Short task: Recast the entries below as a Markdown table with the columns Row and Line, one numbered row per line and no blank lines. Begin at the line that has "Would you please tag the slice" and stop after the last line of the entries.

Records shown:
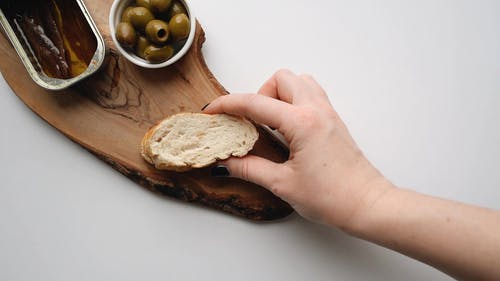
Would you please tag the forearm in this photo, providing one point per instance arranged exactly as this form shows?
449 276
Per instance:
461 240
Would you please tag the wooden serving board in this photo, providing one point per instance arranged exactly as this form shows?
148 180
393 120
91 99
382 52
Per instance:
109 113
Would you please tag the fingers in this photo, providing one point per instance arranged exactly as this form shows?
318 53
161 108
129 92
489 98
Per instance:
255 169
261 109
283 85
294 89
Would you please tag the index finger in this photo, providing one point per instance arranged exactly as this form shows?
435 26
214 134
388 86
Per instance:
261 109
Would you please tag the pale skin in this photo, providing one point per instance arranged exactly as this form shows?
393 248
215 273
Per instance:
327 179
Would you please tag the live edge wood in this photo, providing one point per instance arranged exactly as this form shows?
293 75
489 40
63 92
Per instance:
109 113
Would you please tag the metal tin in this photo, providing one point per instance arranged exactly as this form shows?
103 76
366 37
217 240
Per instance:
24 52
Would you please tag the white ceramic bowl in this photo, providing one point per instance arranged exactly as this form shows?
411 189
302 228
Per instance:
114 19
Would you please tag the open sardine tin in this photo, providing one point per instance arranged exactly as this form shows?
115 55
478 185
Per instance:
57 40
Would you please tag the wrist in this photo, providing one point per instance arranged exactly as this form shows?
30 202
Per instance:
375 193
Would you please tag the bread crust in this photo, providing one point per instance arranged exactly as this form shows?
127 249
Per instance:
154 159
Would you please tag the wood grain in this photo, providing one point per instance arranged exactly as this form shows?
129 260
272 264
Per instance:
109 113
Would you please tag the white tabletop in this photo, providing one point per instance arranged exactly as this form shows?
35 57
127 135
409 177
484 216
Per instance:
417 82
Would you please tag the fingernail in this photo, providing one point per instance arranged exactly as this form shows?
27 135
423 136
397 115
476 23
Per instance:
219 171
203 108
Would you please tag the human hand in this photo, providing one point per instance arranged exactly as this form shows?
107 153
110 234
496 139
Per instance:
326 178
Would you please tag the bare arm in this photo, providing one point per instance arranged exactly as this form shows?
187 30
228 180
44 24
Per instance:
328 179
458 239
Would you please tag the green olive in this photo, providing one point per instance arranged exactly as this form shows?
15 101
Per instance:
127 14
144 3
157 31
160 6
158 54
125 34
141 45
140 16
179 26
176 8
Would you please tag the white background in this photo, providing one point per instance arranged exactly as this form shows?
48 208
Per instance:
417 82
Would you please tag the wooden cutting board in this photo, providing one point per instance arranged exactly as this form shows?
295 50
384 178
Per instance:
109 113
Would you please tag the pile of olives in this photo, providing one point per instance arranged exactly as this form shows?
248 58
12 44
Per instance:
154 29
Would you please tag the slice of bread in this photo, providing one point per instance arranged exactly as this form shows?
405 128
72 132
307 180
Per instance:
195 140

Task response:
| Row | Line |
|---|---|
| 1 | Would you please tag the slice of bread in this photo, providing one point per instance arranged exactly as this form shows? |
| 2 | 405 128 |
| 3 | 72 132 |
| 4 | 307 180 |
| 5 | Per instance: |
| 6 | 195 140 |